▶ [PROBLEM STATEMENT]
Copy out every line of the records from the line containing "Find the bird's black wing;" down to the end. Shift each coordinate in the answers by adding 74, and leave all other lines unchanged.

▶ [EXTRACTED MATERIAL]
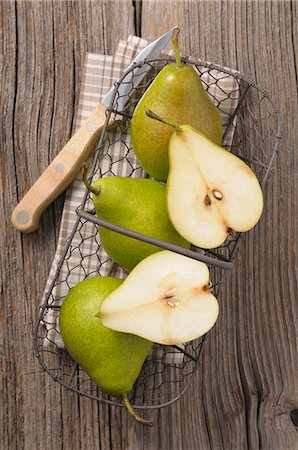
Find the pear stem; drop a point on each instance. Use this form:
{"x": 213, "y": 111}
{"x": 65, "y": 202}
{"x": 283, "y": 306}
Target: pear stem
{"x": 154, "y": 116}
{"x": 86, "y": 182}
{"x": 131, "y": 411}
{"x": 175, "y": 35}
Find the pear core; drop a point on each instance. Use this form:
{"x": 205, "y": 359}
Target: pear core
{"x": 166, "y": 299}
{"x": 211, "y": 193}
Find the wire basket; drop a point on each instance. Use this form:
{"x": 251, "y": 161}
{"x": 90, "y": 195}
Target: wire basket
{"x": 252, "y": 132}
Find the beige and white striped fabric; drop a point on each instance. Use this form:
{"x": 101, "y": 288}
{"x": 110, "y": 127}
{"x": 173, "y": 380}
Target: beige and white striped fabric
{"x": 100, "y": 72}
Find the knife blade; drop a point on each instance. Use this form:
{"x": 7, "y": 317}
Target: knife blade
{"x": 68, "y": 162}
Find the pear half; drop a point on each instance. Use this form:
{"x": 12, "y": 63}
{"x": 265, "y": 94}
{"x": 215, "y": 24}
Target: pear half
{"x": 165, "y": 299}
{"x": 211, "y": 193}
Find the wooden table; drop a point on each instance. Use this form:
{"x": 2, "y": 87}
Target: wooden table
{"x": 245, "y": 393}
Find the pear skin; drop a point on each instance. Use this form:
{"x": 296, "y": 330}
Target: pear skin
{"x": 177, "y": 94}
{"x": 113, "y": 360}
{"x": 138, "y": 204}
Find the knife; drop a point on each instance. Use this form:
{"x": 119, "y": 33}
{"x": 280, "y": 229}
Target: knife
{"x": 65, "y": 166}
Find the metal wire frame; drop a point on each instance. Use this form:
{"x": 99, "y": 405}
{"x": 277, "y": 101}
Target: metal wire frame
{"x": 66, "y": 372}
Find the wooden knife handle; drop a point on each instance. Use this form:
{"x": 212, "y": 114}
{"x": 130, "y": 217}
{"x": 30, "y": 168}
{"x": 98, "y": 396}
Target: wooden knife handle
{"x": 62, "y": 170}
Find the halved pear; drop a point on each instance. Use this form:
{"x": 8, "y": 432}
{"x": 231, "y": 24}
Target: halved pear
{"x": 165, "y": 299}
{"x": 211, "y": 193}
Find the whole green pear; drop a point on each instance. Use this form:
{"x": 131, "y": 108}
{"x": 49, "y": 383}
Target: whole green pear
{"x": 177, "y": 94}
{"x": 112, "y": 359}
{"x": 138, "y": 204}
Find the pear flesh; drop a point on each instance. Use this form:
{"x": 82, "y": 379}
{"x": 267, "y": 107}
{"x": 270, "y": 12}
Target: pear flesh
{"x": 211, "y": 193}
{"x": 138, "y": 205}
{"x": 165, "y": 299}
{"x": 113, "y": 360}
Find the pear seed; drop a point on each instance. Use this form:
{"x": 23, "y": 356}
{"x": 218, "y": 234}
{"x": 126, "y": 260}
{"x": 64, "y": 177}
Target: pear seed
{"x": 218, "y": 195}
{"x": 230, "y": 231}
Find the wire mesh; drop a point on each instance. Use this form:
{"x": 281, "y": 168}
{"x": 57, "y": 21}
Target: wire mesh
{"x": 251, "y": 131}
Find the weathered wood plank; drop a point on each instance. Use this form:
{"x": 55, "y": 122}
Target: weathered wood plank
{"x": 246, "y": 386}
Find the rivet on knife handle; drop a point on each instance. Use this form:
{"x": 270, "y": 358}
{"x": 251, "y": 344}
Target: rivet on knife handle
{"x": 62, "y": 170}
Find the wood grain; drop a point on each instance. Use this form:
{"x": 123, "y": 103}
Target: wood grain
{"x": 246, "y": 387}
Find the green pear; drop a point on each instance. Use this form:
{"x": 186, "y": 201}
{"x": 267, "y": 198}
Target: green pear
{"x": 138, "y": 204}
{"x": 112, "y": 359}
{"x": 166, "y": 298}
{"x": 211, "y": 193}
{"x": 176, "y": 93}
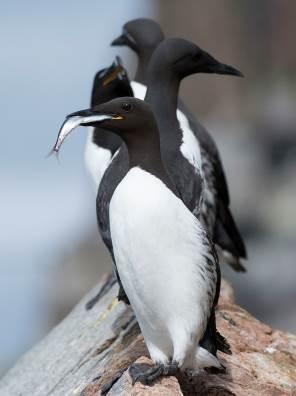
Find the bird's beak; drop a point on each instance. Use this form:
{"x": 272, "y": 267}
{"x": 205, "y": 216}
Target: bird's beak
{"x": 222, "y": 68}
{"x": 87, "y": 117}
{"x": 214, "y": 66}
{"x": 120, "y": 41}
{"x": 118, "y": 69}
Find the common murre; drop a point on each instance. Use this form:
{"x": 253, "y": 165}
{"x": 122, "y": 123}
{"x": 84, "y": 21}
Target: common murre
{"x": 143, "y": 36}
{"x": 109, "y": 83}
{"x": 157, "y": 241}
{"x": 173, "y": 60}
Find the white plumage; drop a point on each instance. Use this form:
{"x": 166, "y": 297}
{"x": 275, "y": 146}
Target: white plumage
{"x": 162, "y": 260}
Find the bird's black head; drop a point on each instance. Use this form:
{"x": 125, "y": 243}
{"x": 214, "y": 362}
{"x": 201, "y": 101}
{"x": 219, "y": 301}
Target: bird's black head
{"x": 110, "y": 83}
{"x": 140, "y": 35}
{"x": 184, "y": 58}
{"x": 124, "y": 116}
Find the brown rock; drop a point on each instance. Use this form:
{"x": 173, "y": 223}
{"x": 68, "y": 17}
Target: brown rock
{"x": 88, "y": 349}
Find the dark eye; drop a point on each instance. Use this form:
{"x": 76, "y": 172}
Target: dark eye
{"x": 126, "y": 107}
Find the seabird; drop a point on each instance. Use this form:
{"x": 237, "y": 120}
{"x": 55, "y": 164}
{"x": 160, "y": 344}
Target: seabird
{"x": 173, "y": 60}
{"x": 109, "y": 83}
{"x": 164, "y": 257}
{"x": 143, "y": 36}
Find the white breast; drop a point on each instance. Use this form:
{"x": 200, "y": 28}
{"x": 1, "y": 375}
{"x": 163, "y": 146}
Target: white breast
{"x": 160, "y": 256}
{"x": 139, "y": 90}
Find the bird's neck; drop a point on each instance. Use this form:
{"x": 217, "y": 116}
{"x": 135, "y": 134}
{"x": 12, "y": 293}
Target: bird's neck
{"x": 144, "y": 57}
{"x": 162, "y": 94}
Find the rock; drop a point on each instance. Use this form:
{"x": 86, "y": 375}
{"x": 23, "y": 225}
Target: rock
{"x": 91, "y": 348}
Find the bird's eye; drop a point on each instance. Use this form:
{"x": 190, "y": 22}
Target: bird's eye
{"x": 126, "y": 107}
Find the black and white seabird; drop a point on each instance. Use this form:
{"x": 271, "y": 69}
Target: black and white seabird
{"x": 164, "y": 257}
{"x": 109, "y": 83}
{"x": 173, "y": 60}
{"x": 143, "y": 36}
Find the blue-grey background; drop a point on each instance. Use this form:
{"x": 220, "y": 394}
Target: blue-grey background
{"x": 50, "y": 251}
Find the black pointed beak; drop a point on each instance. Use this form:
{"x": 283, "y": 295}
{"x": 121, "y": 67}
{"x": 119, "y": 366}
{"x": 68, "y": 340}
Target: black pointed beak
{"x": 212, "y": 65}
{"x": 121, "y": 40}
{"x": 222, "y": 68}
{"x": 88, "y": 117}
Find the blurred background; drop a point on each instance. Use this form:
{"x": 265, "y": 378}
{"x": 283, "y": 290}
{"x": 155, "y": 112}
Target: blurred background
{"x": 50, "y": 252}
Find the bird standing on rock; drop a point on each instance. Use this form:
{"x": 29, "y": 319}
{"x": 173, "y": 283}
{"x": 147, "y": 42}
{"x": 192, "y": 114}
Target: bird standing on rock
{"x": 143, "y": 36}
{"x": 173, "y": 60}
{"x": 163, "y": 254}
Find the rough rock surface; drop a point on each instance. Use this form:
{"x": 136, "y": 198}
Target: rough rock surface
{"x": 89, "y": 347}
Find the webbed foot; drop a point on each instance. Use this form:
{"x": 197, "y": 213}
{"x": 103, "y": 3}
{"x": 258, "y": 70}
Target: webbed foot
{"x": 150, "y": 375}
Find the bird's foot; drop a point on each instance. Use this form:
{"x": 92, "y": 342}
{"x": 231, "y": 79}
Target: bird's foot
{"x": 150, "y": 375}
{"x": 105, "y": 389}
{"x": 122, "y": 296}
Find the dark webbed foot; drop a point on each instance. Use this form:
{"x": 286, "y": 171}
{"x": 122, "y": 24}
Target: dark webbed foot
{"x": 140, "y": 373}
{"x": 122, "y": 296}
{"x": 105, "y": 389}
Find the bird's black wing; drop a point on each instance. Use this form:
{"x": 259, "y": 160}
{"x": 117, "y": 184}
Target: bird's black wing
{"x": 225, "y": 234}
{"x": 112, "y": 177}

▶ [EXERCISE RESPONSE]
Find the bird's black wing; drop a point on each instance. Use this form:
{"x": 259, "y": 160}
{"x": 117, "y": 184}
Target: bird's black wing
{"x": 299, "y": 308}
{"x": 186, "y": 251}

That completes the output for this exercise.